How do you like them apples? Armagh festival celebrates its favourite fruit
With more than 40,000 acres of orchards, Armagh is well stocked for its annual food and cider festival
The Armagh Food and Cider Festival celebrates the produce from 40,000 acres of orchards in the county, most of them in one fairly small region south of Armagh city
A is for Armagh, and also for apples. There are an astonishing 40,000 acres of orchards in Co Armagh, most of them in one fairly small region south of the city. The majority of the crop are Bramley cooking apples, and in a day spent touring around the county’s orchards and sampling their associated products, I now know there is a lot more potential to apples than simply ending up in a tart.
In fact, the county has built an entire food and drink festival centred around orchards and cider. Starting today, the Armagh Food and Cider festival will take place over four days, across a number of locations in the county.
One of them will be at Crannagael House near Portadown, which has lovely gardens and an orchard where the first Bramley seedling in Northern Ireland was planted. We turn up on a damp morning, and are welcomed by John and Jane Nicholson in a structure new to me, a “tentipi”. This is essentially a giant tepee, with a fire-pit in the middle, and it’s in these tepees adjacent to orchards that guests will sit down to “A Night in the Orchard” dinner, paired with cider, during two nights of the festival.
One of the ciders on offer will be McIvor’s Plum and Ginger, which is rose in colour, and delivers a fine, peppery bubbly kick. Cider is not a drink I’ve ever been much of a fan of, but this could well be the new Prosecco in my life. The Portadown Yellow Door deli and catering company, who will be catering the dinners, served up some taster canapés, as we huddle over the fire-pit. One was pickled mushrooms served in a hollowed-out hen’s egg, with a teeny spoon to dig it out. I don’t even want to think about how long it took to painstakingly hollow out dozens of eggs, but if they pay this much attention to detail in a canapé, dinner sounds very promising.
From teepees and fire-pits, also on the programme during the festival will be a concert in Armagh’s version of Marsh’s Library, before dinner at the nearby 4Vicars restaurant. The Armagh Robinson Library is in a beautiful 18th century building, founded by Archbishop Robinson, and full of the books and manuscripts he collected. One of their chief treasures is Jonathan Swift’s own 1726 copy of Gulliver’ Travels, with his annotations. Festival guests on two nights will first attend a short concert in this lovely room, before being walked by lamplight to the nearby 4Vicars restaurant for a “Harvest Supper”.
4Vicars owners and chefs, Gareth and Kasia Reid, have been running their restaurant for three years. (You can read Catherine Cleary’s review of 4Vicars here). Their festival menu will focus on local produce, including Lough Neagh pollan, and goat kid meat. Pollan from Portadown’s O’Chatten Smokery, which we are served, is not a fish I was previously acquainted with. It’s unique to Northern Ireland; being a fish that swam from Iceland, up the River Bann and into Lough Neagh. It’s part of the salmon family, and the smoked pollan from O’Chatten’s Smokery is stocked at Fortnum and Mason’s (as is their smoked bacon).

** Exercise task **
Restate word for word the stretch of the Armagh festival article from "4Vicars owners and" through "their smoked bacon).". Draw only on the Armagh festival article above for your answers.

** Given data **

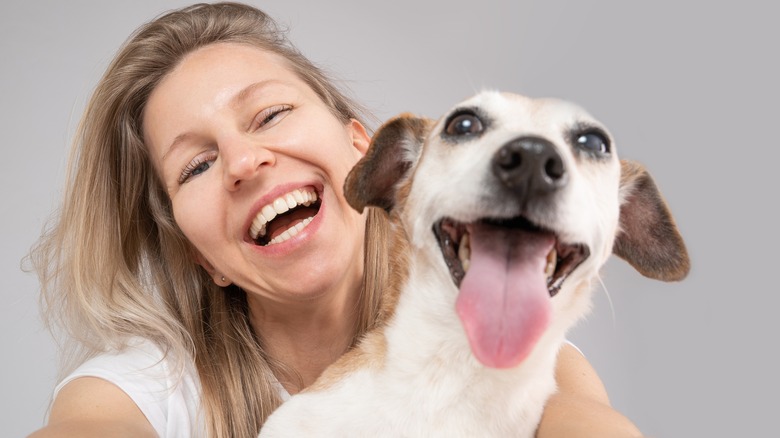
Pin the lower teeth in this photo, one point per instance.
(552, 261)
(291, 232)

** Output **
4Vicars owners and chefs, Gareth and Kasia Reid, have been running their restaurant for three years. (You can read Catherine Cleary’s review of 4Vicars here). Their festival menu will focus on local produce, including Lough Neagh pollan, and goat kid meat. Pollan from Portadown’s O’Chatten Smokery, which we are served, is not a fish I was previously acquainted with. It’s unique to Northern Ireland; being a fish that swam from Iceland, up the River Bann and into Lough Neagh. It’s part of the salmon family, and the smoked pollan from O’Chatten’s Smokery is stocked at Fortnum and Mason’s (as is their smoked bacon).